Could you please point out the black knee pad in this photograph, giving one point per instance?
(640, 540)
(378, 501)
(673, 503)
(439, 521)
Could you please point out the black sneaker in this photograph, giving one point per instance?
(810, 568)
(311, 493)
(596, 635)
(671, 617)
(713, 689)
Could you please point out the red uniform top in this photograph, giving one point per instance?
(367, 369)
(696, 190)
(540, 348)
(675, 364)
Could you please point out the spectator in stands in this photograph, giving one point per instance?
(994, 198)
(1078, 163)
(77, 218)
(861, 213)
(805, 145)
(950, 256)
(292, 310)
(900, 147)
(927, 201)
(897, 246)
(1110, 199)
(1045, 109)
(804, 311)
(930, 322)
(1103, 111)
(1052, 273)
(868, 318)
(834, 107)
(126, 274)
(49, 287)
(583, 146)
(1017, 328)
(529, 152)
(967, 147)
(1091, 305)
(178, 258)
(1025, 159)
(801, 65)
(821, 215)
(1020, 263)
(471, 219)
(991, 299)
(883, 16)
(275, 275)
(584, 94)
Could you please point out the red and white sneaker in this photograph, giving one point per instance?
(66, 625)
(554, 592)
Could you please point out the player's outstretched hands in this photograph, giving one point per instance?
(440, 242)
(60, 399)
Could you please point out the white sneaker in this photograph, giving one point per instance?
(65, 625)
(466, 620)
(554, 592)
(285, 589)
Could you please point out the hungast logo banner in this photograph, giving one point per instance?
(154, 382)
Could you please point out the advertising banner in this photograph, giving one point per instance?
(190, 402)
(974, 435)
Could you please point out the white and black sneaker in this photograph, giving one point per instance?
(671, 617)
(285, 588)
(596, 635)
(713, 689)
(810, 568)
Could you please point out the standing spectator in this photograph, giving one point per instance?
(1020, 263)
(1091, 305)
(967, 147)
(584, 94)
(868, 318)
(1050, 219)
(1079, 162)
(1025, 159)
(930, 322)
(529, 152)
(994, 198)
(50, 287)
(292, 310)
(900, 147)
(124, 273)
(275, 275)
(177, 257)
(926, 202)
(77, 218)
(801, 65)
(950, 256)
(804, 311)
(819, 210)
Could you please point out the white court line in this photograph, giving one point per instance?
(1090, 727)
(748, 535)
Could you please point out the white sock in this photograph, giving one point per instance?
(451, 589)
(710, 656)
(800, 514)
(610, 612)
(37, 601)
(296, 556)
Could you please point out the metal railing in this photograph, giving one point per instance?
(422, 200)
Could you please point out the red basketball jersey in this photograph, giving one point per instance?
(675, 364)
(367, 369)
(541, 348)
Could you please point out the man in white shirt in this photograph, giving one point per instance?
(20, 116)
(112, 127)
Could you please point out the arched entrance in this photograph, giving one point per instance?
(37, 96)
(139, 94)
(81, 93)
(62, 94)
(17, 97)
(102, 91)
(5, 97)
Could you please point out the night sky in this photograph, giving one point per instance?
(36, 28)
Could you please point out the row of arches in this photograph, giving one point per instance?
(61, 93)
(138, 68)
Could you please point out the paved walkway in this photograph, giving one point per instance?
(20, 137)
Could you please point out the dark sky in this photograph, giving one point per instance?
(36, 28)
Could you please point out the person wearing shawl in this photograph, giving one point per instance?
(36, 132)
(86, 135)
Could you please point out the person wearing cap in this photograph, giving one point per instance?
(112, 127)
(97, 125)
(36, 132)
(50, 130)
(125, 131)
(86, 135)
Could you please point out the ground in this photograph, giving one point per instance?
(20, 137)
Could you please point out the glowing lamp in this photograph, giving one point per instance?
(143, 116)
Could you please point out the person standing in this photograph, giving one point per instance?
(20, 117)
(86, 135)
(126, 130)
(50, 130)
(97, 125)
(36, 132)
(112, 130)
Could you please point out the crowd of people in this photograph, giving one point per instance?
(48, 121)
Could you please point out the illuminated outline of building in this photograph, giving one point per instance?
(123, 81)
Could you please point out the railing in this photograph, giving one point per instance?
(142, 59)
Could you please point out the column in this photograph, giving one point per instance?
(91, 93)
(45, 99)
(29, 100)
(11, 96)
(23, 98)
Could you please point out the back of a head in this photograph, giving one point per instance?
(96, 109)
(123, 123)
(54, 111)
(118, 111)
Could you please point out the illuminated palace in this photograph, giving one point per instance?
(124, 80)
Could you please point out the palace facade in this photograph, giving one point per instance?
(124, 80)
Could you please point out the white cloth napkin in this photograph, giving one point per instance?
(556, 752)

= = = = =

# Exercise requirements:
Every record, start to finish: reproduce it word for word.

# Reply to the exercise:
Could you please point out the black knee pad in this photograph, giving one point per instance?
(640, 540)
(378, 501)
(673, 503)
(439, 521)
Could you please point out the black sneaker in this photograph, giving one point per instance?
(810, 568)
(311, 493)
(596, 635)
(671, 617)
(713, 689)
Could you please point out the red uniform top in this photograph, giving one point per instance?
(367, 369)
(696, 190)
(540, 348)
(675, 364)
Could you please point out the spectator in stands in this photograph, giving one point per instance?
(994, 198)
(1078, 163)
(77, 218)
(861, 213)
(805, 145)
(950, 256)
(292, 310)
(900, 147)
(927, 201)
(897, 246)
(1110, 199)
(1045, 109)
(804, 311)
(930, 322)
(1103, 111)
(1052, 273)
(868, 318)
(834, 107)
(126, 274)
(49, 287)
(583, 146)
(1017, 328)
(529, 152)
(967, 147)
(1091, 305)
(178, 258)
(1025, 159)
(801, 65)
(821, 215)
(1020, 263)
(471, 219)
(991, 299)
(883, 16)
(275, 275)
(584, 94)
Could you please point out the red and white sneaker in this photograph, giving one point per instance?
(66, 625)
(554, 592)
Could you please point out the player's outstretched hands in this photograph, giving one point per instance?
(440, 242)
(60, 399)
Could you please point out the white sneaker in this photograph, giving one point per instance?
(65, 625)
(466, 620)
(554, 592)
(285, 589)
Could you please point out the hungast logo banner in this photograph, giving one point per instance?
(154, 382)
Could you please point out the advertising banner in this photograph, giving one point per instance?
(190, 402)
(974, 435)
Could you please point out the white and black sneaker in this photograph, giving one point per instance?
(671, 617)
(285, 588)
(596, 635)
(713, 689)
(810, 568)
Could you please point out the standing spectator in this photograph, giving one point per instance?
(1020, 263)
(1091, 305)
(967, 147)
(584, 94)
(868, 318)
(1050, 219)
(1079, 162)
(1025, 159)
(930, 322)
(529, 152)
(994, 198)
(50, 287)
(292, 310)
(900, 147)
(124, 273)
(275, 275)
(177, 257)
(926, 202)
(77, 218)
(801, 65)
(950, 256)
(804, 311)
(819, 210)
Could you please point out the white court line in this photograph, giving one point per instance?
(1090, 727)
(748, 535)
Could you please point out the white sock in this photograph, giving one point per instance?
(451, 589)
(710, 656)
(800, 514)
(610, 612)
(37, 601)
(296, 556)
Could you please point out the metal railing in this photograph, giving one point per instance?
(422, 200)
Could you please point out the red basketball jersey in this photograph, giving one point per instance?
(675, 364)
(367, 369)
(541, 348)
Could you please point out the man in white shirt in this photograph, giving one point per instance?
(20, 116)
(112, 127)
Could you please point out the arched entrance in this photograph, giving one point per instance?
(37, 96)
(139, 94)
(81, 93)
(62, 94)
(17, 97)
(102, 91)
(5, 97)
Could you please point out the night sky in this photograph, giving one point per instance?
(36, 28)
Could you please point out the row of arches in this photograph, giving one point per instance?
(61, 93)
(138, 68)
Could you please point out the paved walkway in this photograph, giving one point per instance?
(20, 137)
Could you please point out the dark sky in this photograph, giving one point per instance?
(36, 28)
Could you please point out the person wearing shawl in this photograph, giving one point per instance?
(36, 132)
(86, 135)
Could you please point out the person wearing cap in this photograph, giving one point per instance?
(112, 127)
(97, 125)
(36, 132)
(50, 130)
(125, 131)
(86, 135)
Could you please point out the ground in this photograph, giving one point per instance?
(20, 137)
Could you please point out the glowing lamp in this photograph, giving one point per instance?
(143, 116)
Could you please point out the person standing in this photograph, giving one point per instance?
(20, 117)
(86, 135)
(126, 130)
(50, 130)
(97, 125)
(36, 132)
(112, 130)
Could you please point out the crowd of people in this photograph, giving one point per instance?
(48, 121)
Could you please point out the illuminated outline of building in this photograph, giving one point per instance?
(123, 81)
Could you please point out the railing in this photograph, giving one point per instance?
(142, 59)
Could you please point out the column in this photograph, giving one point per instance?
(91, 93)
(45, 99)
(29, 100)
(11, 96)
(23, 98)
Could you please point out the back of a head in this photograph, giving one point per instance?
(96, 109)
(123, 123)
(54, 111)
(118, 111)
Could you please point out the illuminated palace in this photograph, giving one point per instance?
(124, 80)
Could you please point out the palace facade in this photograph, giving one point per instance?
(124, 80)
Could you please point out the white cloth napkin in this photograph, giving one point per instance?
(556, 752)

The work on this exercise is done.